Written instruction> In the text below about the Authority's obligations under NYISO procedures, which two Authority generating facilities pose the main outage cost risk?
***** Source extract
Under NYISO procedures, Load
Serving Entities (‘‘LSEs’’) represent electricity end-users in dealings with
the NYISO. The Authority is an LSE for large segments of its load in New York
State and must ensure it has sufficient installed capacity to meet its
customers’ needs and NYISO reliability rules, either through ownership of such
capacity, bilateral installed capacity purchase contracts or auction purchases
conducted by the NYISO. As an LSE, the
Authority is also obligated to ensure that it has enough energy to meet its
customers’ energy needs. These needs can be met in the NYISO regime through the
Authority’s own generation, bilateral purchases from others, or purchases of
energy in the NYISO ‘‘day-ahead’’ market (‘‘DAM’’) (wherein bids are submitted
for energy to be delivered the next day) or in the NYISO ‘‘real time’’ market.
A bilateral purchase is a transaction where a generator or a power marketer
that has access to power and an LSE agree upon a specified amount of energy
being supplied to the LSE by the generator or power marketer at specified
prices.
This procedure has provided
the Authority with economic benefits from its units’ operation when selected by
the NYISO and may do so in the future. However, such bids also obligate the
Authority to supply the energy in question during a specified time period,
which does not exceed two days if the unit is selected. If a forced outage
occurs at the Authority plant which is to supply such energy, then the
Authority is obligated to pay during the Short Term Period (1) in regard to the
Excess Energy amount, the difference between the price of energy in the NYISO
real time market and the Market Clearing Price in the DAM, and (2) in regard to
the Contract Energy amount, the price of energy in the NYISO real time market
which is offset by the Contract Price. This real time market price may be
subject to more volatility than the DAM price. The risk attendant with this
outage situation is that, under certain circumstances, the Market Clearing
Price in the DAM and the Contract Price may be well below the price in the
NYISO real time market, with the Authority having to pay the difference. In
times of maximum energy usage, this cost could be substantial. This outage cost
risk is primarily of concern to the Authority in the case of its Poletti unit
and the 500-MW plant because of their size, nature, and location.
In addition to the risk
associated with Authority generation bids into the DAM, the Authority could
incur substantial costs in times of maximum energy usage in purchasing
replacement energy for its customers in the DAM or through other supply
arrangements to make up for lost energy due to an extended outage of its units
and non-performance of counterparties to energy supply contracts.
**********
***** Recorded data
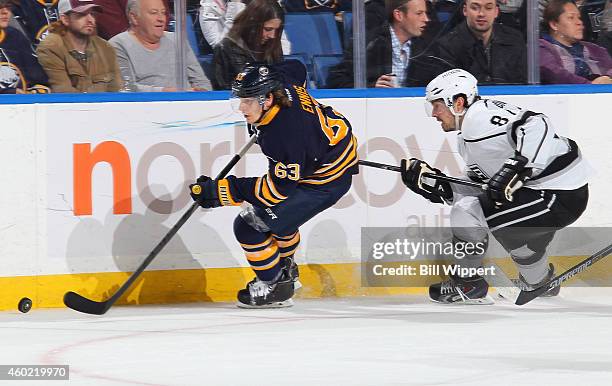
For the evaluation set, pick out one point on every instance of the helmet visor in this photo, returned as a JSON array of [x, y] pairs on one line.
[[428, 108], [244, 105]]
**********
***** Recorded data
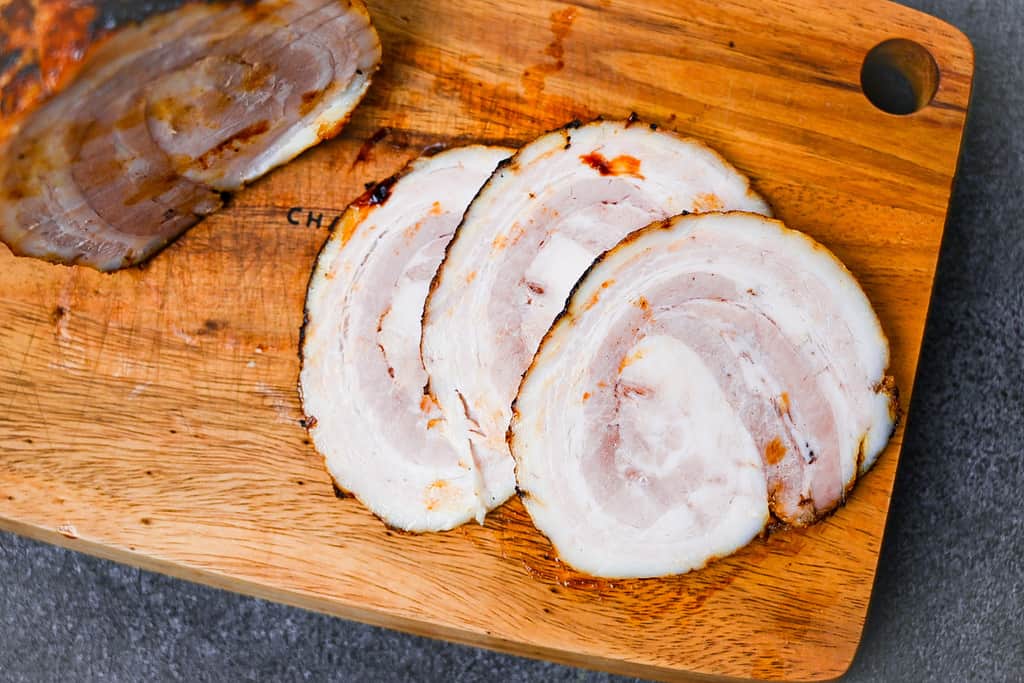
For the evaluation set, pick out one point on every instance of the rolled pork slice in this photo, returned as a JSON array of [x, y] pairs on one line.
**********
Answer to this task> The Poletti unit and the 500-MW plant.